• The problem: Retype the eQTL analysis passage from "Significance Statement: Genetic" up to and including "many common diseases.".

• Document segment:
Significance Statement: Genetic differences between individuals cause disease through their effects on the function of cells and tissues. One of the important biological changes affected by genetic differences is the expression of genes, which can be identified with expression quantitative trait locus (eQTL) analysis. Here we explore the basic methods for performing eQTL analysis, and we identify some underappreciated negative impacts of commonly applied methods, and propose a practical solution to improve the ability to identify genetic differences that affect gene expression levels, thereby improving the ability to understand the biological causes of many common diseases.
Introduction
Expression quantitative trait locus (eQTL) analysis relates genetic variation to gene expression for the purpose of characterizing genetic loci that regulate the expression of local (cis) or distant (trans) genes(1). It is standard practice to adjust for broad components of expression variability (referred to as “expression factors” or EFs), because this has been shown to dramatically increase the yield of discovered eQTL(2). This approach is effective because gene expression can be influenced by multiple sources, including biological processes, environmental exposures, and technical artifacts. Alter et al. first demonstrated the utility of applying principal components analysis (PCA) to gene expression data, but they also acknowledged that it is challenging to correctly identify and separate extraneous noise from the desired signal. Supervised methods were subsequently developed to identify factors that were largely independent from the primary signal of interest, including surrogate variable analysis (SVA)(3) and the probabilistic estimation of expression residuals (PEER)(4) method. While these widely used methods can eliminate technical artifacts, they may also remove true biologic signals which may or may not be relevant to the primary analysis.
Unlike standard differential expression analyses that test thousands of hypotheses, genomewide eQTL analyses test millions. Ideally, EFs would be re-estimated for each tested eQTL hypothesis (5, 6). A major limitation of these approaches is their computational expense, which may be prohibitive for genomewide imputed SNP data and increasingly detailed measurements of expression. Thus, it has been suggested that for local eQTL studies it is appropriate to estimate factors once and then use this set of factors for each association test(4, 5). The potential risk is that if EFs are correlated with an eQTL association of interest, these adjustments can decrease power. This limitation has been demonstrated for eQTL hotspots, i.e. genetic loci that regulate many genes in trans(7), and adjustment for EFs has been shown to decrease observed heritability of some gene expression levels (8).

• Material provided:
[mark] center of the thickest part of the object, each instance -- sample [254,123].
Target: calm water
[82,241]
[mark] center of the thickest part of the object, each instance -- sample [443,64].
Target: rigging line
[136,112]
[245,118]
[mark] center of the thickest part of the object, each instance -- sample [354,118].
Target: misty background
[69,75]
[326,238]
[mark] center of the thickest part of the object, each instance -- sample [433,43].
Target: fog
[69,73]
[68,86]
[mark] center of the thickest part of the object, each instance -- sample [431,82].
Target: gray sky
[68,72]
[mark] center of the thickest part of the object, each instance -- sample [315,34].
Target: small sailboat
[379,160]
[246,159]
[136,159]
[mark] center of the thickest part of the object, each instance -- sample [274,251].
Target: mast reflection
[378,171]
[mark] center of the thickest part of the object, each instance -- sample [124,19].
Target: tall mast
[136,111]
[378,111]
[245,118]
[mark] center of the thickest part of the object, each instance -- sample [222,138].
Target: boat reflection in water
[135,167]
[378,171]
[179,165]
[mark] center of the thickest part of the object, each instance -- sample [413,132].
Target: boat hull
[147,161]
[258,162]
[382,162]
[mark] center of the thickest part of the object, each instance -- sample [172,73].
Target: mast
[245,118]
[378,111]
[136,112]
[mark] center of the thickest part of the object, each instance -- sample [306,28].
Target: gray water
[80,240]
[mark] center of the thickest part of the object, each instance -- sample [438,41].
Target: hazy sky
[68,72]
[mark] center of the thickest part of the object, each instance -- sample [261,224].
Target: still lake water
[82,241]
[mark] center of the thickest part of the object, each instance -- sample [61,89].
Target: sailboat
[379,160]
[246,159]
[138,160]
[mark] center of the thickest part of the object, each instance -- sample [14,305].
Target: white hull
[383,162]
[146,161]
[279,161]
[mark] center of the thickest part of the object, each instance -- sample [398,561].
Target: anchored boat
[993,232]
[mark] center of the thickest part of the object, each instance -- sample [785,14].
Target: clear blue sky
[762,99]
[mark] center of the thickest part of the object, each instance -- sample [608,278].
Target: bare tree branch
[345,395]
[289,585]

• Your solution:
Significance Statement: Genetic differences between individuals cause disease through their effects on the function of cells and tissues. One of the important biological changes affected by genetic differences is the expression of genes, which can be identified with expression quantitative trait locus (eQTL) analysis. Here we explore the basic methods for performing eQTL analysis, and we identify some underappreciated negative impacts of commonly applied methods, and propose a practical solution to improve the ability to identify genetic differences that affect gene expression levels, thereby improving the ability to understand the biological causes of many common diseases.